▶ [Stored items from a collection]
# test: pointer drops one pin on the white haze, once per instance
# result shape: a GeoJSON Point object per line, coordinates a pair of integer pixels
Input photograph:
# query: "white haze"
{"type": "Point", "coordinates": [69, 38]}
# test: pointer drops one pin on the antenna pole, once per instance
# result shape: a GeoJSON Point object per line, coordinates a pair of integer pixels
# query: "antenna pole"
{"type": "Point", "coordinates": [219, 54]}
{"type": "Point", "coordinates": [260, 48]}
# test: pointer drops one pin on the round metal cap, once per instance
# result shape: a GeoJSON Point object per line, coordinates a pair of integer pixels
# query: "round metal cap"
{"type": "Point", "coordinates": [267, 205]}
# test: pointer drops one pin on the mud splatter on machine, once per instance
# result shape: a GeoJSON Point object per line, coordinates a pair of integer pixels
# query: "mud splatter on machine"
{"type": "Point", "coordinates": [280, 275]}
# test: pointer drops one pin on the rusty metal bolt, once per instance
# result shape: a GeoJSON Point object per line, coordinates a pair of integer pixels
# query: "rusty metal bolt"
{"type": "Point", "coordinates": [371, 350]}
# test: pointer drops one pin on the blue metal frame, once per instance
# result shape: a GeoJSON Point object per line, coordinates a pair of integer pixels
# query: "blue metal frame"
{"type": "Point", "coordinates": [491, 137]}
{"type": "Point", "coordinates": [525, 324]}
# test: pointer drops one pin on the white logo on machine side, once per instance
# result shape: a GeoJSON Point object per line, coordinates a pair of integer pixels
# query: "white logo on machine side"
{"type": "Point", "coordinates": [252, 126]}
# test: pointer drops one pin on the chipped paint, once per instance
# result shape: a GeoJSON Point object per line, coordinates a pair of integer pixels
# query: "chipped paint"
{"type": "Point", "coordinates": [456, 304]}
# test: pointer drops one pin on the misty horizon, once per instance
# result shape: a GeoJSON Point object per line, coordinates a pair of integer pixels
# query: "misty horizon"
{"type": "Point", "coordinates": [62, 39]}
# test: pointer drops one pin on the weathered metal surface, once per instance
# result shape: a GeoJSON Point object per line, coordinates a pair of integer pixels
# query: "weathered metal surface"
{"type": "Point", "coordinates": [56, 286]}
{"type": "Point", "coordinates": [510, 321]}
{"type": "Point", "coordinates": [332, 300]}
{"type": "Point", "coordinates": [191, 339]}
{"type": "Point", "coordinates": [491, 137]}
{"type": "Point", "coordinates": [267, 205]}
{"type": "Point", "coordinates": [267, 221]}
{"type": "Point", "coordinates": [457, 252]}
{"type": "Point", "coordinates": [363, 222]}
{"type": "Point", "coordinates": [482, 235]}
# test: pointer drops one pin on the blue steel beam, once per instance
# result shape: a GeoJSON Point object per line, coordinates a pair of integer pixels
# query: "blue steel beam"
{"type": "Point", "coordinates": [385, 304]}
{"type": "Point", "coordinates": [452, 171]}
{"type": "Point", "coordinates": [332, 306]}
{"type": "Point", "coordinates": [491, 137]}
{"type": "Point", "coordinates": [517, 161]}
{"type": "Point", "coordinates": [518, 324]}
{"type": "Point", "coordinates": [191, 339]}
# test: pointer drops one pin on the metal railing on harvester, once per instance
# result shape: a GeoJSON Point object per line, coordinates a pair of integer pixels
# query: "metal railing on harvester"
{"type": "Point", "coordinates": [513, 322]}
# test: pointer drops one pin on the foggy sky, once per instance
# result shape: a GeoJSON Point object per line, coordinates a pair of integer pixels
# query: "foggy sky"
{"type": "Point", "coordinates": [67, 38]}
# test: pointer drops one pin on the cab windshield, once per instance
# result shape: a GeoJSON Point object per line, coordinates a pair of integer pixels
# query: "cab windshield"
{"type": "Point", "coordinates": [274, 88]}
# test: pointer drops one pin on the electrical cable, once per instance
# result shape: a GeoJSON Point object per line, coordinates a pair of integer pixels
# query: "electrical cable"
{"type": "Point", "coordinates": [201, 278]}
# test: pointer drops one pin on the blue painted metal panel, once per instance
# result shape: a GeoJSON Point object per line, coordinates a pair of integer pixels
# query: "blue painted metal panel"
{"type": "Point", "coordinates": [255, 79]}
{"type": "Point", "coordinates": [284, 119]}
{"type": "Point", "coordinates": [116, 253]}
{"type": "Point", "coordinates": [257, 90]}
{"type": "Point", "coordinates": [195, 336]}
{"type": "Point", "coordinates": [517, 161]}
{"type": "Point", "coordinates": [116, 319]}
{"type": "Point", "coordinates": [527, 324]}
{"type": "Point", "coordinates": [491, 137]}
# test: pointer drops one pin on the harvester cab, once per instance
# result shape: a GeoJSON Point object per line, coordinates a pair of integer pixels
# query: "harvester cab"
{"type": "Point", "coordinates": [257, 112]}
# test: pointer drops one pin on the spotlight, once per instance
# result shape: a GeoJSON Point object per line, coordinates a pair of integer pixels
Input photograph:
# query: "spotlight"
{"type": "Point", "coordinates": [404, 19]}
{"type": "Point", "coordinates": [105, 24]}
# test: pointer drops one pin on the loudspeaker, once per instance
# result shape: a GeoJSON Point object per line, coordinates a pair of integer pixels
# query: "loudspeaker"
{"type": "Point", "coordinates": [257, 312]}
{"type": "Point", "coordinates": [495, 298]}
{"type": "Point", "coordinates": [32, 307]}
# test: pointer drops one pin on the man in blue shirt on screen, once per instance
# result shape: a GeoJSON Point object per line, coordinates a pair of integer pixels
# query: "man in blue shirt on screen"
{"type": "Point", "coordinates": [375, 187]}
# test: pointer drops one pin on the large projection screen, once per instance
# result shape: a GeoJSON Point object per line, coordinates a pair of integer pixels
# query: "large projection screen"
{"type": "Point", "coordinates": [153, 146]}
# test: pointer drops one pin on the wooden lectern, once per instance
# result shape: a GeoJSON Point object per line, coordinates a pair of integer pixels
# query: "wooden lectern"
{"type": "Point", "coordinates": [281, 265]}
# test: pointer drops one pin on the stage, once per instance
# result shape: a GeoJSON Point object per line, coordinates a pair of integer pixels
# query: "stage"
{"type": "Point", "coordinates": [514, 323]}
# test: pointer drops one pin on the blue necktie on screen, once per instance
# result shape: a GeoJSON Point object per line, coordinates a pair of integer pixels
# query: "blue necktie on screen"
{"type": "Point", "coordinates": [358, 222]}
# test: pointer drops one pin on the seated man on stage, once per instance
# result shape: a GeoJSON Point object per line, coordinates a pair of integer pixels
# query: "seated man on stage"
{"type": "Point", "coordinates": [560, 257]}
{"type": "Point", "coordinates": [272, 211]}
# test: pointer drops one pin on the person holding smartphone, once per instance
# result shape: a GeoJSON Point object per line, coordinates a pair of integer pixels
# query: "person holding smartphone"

▶ [Exercise] Resize the answer coordinates in the stretch of data from the line containing "# test: pointer drops one pin on the stage, once" through the end of the data by multiplying each one by 1.1 and rounding to a whole number, with halves rounded up. Give back only that stretch, with every line included and every other line left unchanged.

▶ [Exercise result]
# test: pointer drops one pin on the stage, once per instance
# result shape: a GeoJSON Point object per line, coordinates a pair of integer pixels
# query: "stage"
{"type": "Point", "coordinates": [565, 355]}
# test: pointer drops one pin on the blue necktie on screen, once per instance
# result shape: a GeoJSON Point object per line, coordinates a pair of integer pixels
# query: "blue necktie on screen"
{"type": "Point", "coordinates": [394, 244]}
# test: pointer drops one pin on the seated man on stage, once per instance
# result shape: a GeoJSON Point object per line, coordinates a pair of integer pixels
# query: "seated man on stage"
{"type": "Point", "coordinates": [616, 283]}
{"type": "Point", "coordinates": [299, 232]}
# test: pointer drops one pin on the person holding smartphone, once per instance
# result shape: a GeoJSON Point object per line, coordinates a pair of integer pixels
# query: "person holding smartphone"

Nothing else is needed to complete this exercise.